> [Supplied passage]:
________

Principal Witness - Federico F. Pena, Secretary of Energy
Supporting Witnesses -
Robert S. Kripowicz, Principal Deputy Assistant Secretary, Office of Fossil Energy and Joseph J. Romm, Principal Deputy Assistant Secretary, Office of Energy Efficiency and Renewable Energy
Subcommittee members present:
Chairman Ralph Regula (R-OH); Ranking Member Sidney Yates (D-IL); Zach Wamp (R-TN); David Skaggs (D-CO); Dan Miller (R-FL); Norman Dicks (D-WA); George Nethercutt (R-WA); Joe Skeen (R-NM); and James Moran (D-VA).
Secretary Pena testified in support of that portion of the President's FY 1998 budget request for the Department of Energy under the jurisdiction of the above captioned subcommittee. He stressed the need to support the President's plan to balance the federal budget which is the reason the FY 1998 request equals the FY 1997 appropriation of $1,138 million. To offset the 25% increase requested for energy conservation, fossil energy R&D would be decreased by 5%, the Naval Petroleum Reserve reduced by 19%, and a rescission of $286 million provided in earlier years for clean coal technology. Despite the level budget, Pena testified that energy security and adequate energy supplies would be assured.
Pena stated that over the next 15 years, petroleum imports are expected to reach 60% with an accompanying increase in OPEC prices. Foreign supply disruptions as occurred in the past, are not acceptable to this Administration. In addition to increased petroleum use, it was predicted that the nation would significantly escalate its use of natural gas and electricity. Greater energy efficiency will have to react to these increases. An article from the Washington Post was presented describing a new prototype automobile Ford was developing to operate with alternate fuels. That prototype and the clean coal technology program were cited as excellent examples of the beneficial outcomes of public/private partnerships.
The Secretary listed four priorities for the Department of Energy: 1) Enhancing energy security by improving energy efficiency of the nation's economy and with the development and use of affordable energy supplies; 2) Ensuring a safe and reliable nuclear weapons stockpile and reducing the global nuclear danger; 3) Cleaning up former nuclear weapons sites and finding more effective and timely disposal of nuclear waste; and 4) Leveraging science and technology to advance fundamental knowledge and our country's economic competitiveness with a stronger partnership with the private sector.
Questions & Comments
From Chairman Regula: the Secretary responded to a question indicating that existing electrical industry coal-fired plants could increase efficiency while reducing pollution.
With respect to EPA's new clean air regulations - DOE did not play a role in the development of new rules, they are making every effort to work with the total federal sector on all matters related to energy.
The Secretary stated that DOE provides the leadership for the design team of the government-wide Partnership for a New Generation of Vehicles, which is a multi-agency/industry initiative led by the Department of Commerce.
The Naval Petroleum Reserve at Elk Hills will not be sold unless the government receives an appropriate price. That price is to be determined by a five-member consortium, plus a separate independent entity to evaluate the worth of the field. Since money is not being provided in the current budget to fully operate Elk Hills, DOE will need an additional appropriation to continue operations if a fair price is not offered for the field.

________

> [Data segment]:
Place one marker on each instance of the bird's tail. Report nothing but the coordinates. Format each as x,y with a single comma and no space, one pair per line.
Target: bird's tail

________

> [Tasks and exercises]:
A. In the hearing summary, by what percentage would the Naval Petroleum Reserve be reduced under the FY 1998 request?
B. Retype the hearing summary word for word, from "Questions & Comments" up to and including "related to energy.".

> [Completed exercise]:
A. By 19%.

B.
Questions & Comments
From Chairman Regula: the Secretary responded to a question indicating that existing electrical industry coal-fired plants could increase efficiency while reducing pollution.
With respect to EPA's new clean air regulations - DOE did not play a role in the development of new rules, they are making every effort to work with the total federal sector on all matters related to energy.